| The data |
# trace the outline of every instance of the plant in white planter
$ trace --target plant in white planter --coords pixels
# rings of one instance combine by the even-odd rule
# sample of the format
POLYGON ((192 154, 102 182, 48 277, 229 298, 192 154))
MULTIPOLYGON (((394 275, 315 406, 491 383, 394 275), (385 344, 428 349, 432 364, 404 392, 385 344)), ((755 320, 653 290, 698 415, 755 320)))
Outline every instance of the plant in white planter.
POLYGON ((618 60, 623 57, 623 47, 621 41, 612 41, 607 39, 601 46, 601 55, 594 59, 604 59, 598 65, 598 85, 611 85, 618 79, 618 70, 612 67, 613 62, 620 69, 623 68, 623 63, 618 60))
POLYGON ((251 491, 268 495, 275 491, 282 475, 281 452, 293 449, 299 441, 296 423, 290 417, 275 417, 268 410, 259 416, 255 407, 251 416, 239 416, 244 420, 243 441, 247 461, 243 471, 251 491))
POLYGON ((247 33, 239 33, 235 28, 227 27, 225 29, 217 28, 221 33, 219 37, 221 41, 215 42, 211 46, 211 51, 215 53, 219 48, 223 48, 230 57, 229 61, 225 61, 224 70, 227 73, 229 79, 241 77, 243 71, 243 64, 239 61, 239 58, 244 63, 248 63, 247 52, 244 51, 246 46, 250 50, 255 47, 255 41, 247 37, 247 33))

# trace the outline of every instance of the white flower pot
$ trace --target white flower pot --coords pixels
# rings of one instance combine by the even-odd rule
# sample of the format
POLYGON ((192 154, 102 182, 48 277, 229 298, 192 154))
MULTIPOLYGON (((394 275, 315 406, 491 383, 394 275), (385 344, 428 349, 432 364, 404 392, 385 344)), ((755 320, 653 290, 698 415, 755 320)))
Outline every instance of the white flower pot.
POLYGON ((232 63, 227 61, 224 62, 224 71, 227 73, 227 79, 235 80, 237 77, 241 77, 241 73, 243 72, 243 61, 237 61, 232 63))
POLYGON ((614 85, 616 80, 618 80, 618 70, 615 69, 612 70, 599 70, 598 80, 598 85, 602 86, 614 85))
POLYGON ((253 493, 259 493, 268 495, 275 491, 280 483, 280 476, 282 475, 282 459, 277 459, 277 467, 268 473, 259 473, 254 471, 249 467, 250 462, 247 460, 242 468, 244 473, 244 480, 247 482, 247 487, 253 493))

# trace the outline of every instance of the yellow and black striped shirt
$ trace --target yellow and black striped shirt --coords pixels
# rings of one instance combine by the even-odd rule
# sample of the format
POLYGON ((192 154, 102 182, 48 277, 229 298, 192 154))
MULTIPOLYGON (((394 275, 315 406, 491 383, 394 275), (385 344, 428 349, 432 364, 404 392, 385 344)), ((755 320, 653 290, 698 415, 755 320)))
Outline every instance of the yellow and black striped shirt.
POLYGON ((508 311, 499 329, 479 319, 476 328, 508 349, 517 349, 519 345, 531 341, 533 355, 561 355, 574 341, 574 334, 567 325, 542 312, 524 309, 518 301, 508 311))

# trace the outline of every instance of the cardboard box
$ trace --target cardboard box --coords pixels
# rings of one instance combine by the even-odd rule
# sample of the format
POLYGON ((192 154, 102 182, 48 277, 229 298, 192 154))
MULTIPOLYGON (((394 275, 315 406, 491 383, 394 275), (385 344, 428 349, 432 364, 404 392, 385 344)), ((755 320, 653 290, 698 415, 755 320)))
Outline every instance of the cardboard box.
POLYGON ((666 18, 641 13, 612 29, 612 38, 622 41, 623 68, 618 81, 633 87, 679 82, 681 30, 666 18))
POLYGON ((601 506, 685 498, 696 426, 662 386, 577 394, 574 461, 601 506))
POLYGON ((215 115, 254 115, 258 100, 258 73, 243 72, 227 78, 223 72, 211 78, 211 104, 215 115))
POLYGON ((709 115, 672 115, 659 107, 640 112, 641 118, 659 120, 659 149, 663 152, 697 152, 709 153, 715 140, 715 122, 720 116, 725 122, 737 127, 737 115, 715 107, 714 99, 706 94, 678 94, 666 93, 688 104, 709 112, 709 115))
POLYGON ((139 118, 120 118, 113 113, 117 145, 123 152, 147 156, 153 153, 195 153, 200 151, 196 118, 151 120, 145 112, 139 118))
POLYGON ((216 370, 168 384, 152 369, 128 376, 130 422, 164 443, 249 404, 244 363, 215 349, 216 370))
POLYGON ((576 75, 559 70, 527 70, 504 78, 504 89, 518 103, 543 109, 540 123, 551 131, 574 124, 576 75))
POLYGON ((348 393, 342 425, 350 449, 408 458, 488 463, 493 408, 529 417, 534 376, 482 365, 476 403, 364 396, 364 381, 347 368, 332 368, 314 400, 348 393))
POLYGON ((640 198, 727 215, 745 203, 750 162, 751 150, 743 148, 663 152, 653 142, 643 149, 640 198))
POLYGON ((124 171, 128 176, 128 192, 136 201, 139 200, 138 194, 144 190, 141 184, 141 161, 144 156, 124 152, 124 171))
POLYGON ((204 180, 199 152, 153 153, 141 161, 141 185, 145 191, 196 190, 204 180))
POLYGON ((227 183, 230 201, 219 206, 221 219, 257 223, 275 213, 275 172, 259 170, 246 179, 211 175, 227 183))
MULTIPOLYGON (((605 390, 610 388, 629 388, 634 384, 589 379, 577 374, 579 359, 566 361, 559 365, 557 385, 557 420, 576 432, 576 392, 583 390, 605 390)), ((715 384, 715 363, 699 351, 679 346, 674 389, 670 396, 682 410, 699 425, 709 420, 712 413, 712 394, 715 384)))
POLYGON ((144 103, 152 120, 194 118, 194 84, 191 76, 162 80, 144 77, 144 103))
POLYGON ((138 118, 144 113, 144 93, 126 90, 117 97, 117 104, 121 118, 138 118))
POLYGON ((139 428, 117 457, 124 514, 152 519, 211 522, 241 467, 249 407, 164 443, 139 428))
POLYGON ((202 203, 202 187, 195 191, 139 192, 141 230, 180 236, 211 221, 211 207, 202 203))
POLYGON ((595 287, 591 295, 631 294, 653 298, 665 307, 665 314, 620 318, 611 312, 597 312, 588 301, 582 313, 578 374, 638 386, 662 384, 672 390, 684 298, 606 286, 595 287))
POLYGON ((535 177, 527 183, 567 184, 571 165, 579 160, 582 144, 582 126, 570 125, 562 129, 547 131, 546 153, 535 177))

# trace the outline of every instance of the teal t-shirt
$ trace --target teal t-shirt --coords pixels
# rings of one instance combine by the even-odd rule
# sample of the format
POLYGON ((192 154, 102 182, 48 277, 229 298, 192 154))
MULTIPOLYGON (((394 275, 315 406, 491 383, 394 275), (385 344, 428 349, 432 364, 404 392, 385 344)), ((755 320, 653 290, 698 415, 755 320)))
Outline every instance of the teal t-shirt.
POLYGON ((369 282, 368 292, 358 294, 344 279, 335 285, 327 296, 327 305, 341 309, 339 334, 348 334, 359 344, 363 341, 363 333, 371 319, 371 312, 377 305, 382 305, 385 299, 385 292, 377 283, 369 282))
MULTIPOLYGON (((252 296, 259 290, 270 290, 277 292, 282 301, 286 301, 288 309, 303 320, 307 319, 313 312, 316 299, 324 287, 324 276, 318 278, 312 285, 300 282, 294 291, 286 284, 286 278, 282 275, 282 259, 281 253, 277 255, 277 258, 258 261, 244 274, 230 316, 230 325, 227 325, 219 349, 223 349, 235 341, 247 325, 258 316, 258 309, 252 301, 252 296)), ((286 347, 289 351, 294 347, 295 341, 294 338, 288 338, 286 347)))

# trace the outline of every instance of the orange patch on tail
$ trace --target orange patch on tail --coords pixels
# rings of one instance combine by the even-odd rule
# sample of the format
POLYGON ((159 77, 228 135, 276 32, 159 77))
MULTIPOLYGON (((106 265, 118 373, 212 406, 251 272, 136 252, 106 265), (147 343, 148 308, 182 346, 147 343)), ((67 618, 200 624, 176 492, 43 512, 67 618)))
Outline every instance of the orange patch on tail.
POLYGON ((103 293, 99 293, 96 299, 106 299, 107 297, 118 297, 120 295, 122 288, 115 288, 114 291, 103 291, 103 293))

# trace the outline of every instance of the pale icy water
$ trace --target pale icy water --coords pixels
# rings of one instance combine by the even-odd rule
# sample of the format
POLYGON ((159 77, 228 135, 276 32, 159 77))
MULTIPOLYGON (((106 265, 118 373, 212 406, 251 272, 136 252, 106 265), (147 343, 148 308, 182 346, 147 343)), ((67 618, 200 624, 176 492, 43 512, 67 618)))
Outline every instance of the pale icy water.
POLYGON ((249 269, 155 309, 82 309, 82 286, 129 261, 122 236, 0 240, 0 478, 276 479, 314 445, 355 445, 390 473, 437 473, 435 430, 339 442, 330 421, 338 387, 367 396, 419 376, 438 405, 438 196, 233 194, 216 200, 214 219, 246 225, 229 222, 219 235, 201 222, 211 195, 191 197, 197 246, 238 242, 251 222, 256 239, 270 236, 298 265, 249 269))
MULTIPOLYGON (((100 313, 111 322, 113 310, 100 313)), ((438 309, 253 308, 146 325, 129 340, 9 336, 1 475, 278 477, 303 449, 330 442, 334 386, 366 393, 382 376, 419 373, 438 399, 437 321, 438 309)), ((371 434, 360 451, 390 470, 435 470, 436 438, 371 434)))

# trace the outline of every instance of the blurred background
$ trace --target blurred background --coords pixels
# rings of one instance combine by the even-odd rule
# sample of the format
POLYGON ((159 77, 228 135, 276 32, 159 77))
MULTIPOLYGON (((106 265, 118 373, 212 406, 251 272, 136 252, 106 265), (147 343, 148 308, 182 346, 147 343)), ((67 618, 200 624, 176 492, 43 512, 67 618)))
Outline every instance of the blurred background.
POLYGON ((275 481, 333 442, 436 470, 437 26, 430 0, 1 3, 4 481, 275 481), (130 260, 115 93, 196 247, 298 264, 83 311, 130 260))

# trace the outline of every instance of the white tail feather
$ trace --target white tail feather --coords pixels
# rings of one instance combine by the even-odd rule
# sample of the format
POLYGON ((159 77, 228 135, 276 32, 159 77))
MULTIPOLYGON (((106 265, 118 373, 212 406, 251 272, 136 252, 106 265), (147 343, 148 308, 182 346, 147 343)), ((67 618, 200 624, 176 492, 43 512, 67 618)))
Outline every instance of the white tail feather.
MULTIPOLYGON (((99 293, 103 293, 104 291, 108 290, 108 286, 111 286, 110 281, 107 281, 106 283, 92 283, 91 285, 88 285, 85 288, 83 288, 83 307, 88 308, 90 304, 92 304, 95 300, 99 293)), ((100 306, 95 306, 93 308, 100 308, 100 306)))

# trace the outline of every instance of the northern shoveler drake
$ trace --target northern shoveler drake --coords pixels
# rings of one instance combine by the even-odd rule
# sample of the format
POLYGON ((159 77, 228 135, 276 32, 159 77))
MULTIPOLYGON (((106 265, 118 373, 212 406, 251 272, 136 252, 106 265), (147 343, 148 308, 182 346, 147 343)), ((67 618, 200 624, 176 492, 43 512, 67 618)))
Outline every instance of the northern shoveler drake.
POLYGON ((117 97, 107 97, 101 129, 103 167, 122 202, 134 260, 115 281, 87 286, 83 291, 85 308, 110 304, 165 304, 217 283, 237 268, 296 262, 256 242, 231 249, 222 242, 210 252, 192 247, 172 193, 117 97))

| Task to complete |
Copy out the items word for word, starting at the very first line and ending at the line that contains "POLYGON ((253 493, 259".

| Solved problem |
# trace the outline of every instance of the plant in white planter
$ trace --target plant in white planter --coords pixels
# rings of one instance combine by the even-odd rule
# sample of the format
POLYGON ((192 154, 102 182, 48 277, 229 298, 192 154))
MULTIPOLYGON (((394 275, 315 406, 491 383, 394 275), (385 344, 428 349, 432 364, 404 392, 385 344)), ((755 320, 653 290, 698 415, 755 320)))
Outline every instance of the plant in white planter.
POLYGON ((618 60, 623 57, 623 47, 621 41, 612 41, 607 39, 601 46, 601 55, 594 59, 604 59, 598 65, 598 85, 611 85, 618 79, 618 70, 612 67, 613 62, 620 69, 623 68, 623 63, 618 60))
POLYGON ((251 491, 268 495, 275 491, 282 475, 281 452, 293 449, 299 441, 296 423, 290 417, 275 417, 268 410, 259 416, 255 407, 251 416, 239 416, 244 420, 243 441, 247 461, 243 471, 251 491))
POLYGON ((247 33, 239 33, 235 28, 227 27, 225 29, 217 28, 221 33, 219 37, 221 41, 215 42, 211 46, 211 51, 215 53, 219 48, 223 48, 230 57, 229 61, 225 61, 224 70, 227 73, 229 79, 241 77, 243 71, 243 64, 239 61, 239 58, 244 63, 248 63, 247 52, 244 51, 246 46, 250 50, 255 47, 255 41, 247 37, 247 33))

# trace the outline of every instance of the white flower pot
$ trace --target white flower pot --coords pixels
# rings of one instance combine by the even-odd rule
# sample of the format
POLYGON ((192 154, 102 182, 48 277, 229 298, 192 154))
MULTIPOLYGON (((394 275, 315 406, 491 383, 394 275), (385 344, 428 349, 432 364, 404 392, 385 344)), ((755 320, 653 290, 698 415, 755 320)))
Outline every instance of the white flower pot.
POLYGON ((232 63, 227 61, 224 62, 224 71, 227 73, 227 79, 235 80, 237 77, 241 77, 241 73, 243 72, 243 61, 237 61, 232 63))
POLYGON ((614 85, 616 80, 618 80, 618 70, 615 69, 612 70, 599 70, 598 80, 598 85, 602 86, 614 85))
POLYGON ((253 493, 259 493, 268 495, 275 491, 280 483, 280 476, 282 475, 282 459, 277 459, 277 467, 268 473, 259 473, 254 471, 249 467, 250 462, 247 460, 242 468, 244 473, 244 480, 247 482, 247 487, 253 493))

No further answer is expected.